## Records provided

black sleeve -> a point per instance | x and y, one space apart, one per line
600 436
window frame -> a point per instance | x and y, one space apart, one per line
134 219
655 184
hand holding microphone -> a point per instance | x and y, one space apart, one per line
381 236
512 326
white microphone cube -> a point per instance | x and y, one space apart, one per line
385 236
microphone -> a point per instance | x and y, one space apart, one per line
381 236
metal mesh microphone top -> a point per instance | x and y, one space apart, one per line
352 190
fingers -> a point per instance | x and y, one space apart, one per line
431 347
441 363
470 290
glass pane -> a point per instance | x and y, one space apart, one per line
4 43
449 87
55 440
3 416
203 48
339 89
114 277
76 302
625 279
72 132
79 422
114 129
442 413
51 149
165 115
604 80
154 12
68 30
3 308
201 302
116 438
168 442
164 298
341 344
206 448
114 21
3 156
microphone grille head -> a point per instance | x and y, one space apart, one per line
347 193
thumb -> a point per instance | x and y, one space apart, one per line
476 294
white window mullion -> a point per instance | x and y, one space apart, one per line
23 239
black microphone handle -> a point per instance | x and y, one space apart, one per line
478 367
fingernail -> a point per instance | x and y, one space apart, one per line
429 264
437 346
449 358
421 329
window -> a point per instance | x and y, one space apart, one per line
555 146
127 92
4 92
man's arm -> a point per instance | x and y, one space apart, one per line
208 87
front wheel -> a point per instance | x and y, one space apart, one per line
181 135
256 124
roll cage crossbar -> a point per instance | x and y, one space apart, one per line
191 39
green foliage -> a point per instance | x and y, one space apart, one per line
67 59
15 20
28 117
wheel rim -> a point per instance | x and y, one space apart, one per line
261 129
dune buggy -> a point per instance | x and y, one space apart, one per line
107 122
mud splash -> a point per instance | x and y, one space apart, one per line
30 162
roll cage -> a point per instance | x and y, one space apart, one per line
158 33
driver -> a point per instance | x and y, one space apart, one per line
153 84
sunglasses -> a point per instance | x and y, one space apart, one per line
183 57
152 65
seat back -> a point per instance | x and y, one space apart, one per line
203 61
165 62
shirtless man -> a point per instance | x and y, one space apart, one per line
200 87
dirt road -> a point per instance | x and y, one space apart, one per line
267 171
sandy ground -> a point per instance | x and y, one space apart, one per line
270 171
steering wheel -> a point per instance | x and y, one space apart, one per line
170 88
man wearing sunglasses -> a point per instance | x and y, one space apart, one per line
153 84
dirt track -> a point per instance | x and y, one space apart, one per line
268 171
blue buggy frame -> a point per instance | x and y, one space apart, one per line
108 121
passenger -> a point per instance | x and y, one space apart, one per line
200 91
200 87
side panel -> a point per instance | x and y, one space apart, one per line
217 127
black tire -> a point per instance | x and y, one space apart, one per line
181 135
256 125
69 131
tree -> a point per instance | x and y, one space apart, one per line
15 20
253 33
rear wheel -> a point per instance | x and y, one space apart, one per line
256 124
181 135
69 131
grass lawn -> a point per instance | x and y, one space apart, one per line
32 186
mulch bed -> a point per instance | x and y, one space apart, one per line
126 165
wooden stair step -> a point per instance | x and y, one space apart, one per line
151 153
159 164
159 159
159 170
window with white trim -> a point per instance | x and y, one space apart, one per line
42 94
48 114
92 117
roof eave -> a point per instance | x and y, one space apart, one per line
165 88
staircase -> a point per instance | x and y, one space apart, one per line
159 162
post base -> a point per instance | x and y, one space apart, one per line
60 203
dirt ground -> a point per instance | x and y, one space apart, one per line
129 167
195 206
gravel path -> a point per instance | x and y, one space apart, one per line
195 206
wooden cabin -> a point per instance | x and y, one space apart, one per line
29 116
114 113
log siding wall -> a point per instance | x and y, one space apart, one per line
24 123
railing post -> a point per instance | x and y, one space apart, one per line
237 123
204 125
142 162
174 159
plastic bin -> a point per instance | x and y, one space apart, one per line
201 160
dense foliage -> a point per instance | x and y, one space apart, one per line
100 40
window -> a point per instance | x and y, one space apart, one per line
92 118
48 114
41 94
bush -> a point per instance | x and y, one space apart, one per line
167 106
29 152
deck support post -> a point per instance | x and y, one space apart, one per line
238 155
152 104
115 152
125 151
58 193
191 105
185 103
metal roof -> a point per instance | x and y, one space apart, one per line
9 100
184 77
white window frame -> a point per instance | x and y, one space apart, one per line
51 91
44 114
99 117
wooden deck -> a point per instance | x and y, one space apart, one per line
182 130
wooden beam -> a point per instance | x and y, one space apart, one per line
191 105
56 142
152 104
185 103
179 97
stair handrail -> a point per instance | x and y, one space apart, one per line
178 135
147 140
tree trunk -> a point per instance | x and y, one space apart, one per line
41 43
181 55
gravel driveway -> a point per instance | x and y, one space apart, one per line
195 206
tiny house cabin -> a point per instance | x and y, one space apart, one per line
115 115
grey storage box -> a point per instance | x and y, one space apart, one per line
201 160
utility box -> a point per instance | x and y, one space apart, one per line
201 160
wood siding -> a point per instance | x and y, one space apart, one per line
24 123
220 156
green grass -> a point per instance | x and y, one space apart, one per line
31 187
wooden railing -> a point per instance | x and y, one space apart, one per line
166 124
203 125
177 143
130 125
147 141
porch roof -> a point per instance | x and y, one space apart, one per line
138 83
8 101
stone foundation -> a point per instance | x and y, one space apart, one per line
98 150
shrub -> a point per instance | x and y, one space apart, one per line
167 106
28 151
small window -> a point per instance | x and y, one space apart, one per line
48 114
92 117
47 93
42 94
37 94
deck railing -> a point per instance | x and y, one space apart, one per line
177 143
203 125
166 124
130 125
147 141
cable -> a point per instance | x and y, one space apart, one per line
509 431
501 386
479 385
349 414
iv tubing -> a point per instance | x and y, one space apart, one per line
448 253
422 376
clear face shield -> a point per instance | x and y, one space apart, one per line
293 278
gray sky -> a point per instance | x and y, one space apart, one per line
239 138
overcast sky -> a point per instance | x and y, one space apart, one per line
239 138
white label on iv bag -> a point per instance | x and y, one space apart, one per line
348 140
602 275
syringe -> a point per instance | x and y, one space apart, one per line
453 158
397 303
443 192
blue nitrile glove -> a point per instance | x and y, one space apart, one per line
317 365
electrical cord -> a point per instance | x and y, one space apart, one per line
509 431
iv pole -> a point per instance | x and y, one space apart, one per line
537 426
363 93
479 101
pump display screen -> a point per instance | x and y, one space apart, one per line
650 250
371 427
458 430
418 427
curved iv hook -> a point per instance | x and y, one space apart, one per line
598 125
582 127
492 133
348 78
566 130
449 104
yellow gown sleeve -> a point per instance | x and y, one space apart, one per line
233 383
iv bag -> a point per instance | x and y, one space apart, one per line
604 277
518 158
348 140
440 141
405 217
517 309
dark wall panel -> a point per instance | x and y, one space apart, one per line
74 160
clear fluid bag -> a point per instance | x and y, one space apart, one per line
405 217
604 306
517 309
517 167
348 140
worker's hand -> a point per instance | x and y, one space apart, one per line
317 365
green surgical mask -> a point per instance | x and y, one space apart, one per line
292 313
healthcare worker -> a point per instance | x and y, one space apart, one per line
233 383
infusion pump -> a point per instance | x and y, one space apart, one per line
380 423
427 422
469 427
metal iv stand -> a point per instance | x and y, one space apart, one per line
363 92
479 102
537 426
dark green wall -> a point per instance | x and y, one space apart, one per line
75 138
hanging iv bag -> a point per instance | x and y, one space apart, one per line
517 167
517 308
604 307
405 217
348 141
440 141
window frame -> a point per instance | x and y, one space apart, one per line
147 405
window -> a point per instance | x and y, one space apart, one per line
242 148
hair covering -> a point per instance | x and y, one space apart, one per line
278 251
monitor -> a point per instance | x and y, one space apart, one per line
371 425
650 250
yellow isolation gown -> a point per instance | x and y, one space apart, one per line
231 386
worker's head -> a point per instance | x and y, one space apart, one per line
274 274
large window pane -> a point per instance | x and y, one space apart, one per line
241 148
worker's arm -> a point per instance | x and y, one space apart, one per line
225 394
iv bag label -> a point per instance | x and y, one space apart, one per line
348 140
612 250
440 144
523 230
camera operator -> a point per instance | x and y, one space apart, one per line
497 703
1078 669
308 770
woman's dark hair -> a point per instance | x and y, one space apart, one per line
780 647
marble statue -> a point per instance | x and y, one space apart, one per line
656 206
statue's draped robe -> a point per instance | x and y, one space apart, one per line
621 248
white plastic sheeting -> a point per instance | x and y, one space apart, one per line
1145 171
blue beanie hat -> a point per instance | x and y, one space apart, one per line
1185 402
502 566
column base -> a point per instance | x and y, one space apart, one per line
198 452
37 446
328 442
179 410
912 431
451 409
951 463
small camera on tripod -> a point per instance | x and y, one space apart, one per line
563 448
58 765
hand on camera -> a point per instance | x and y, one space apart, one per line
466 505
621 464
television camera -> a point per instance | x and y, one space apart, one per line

## Task prompt
Rewrite the lines from the one containing "hand on camera" through the end of the records, both included, as a numbered list with blank lines left out.

## Result below
1. hand on camera -> a point per instance | x and y, one space apart, one per line
2. 466 505
3. 621 464
4. television camera -> a point per instance | x and y, one space apart, one per line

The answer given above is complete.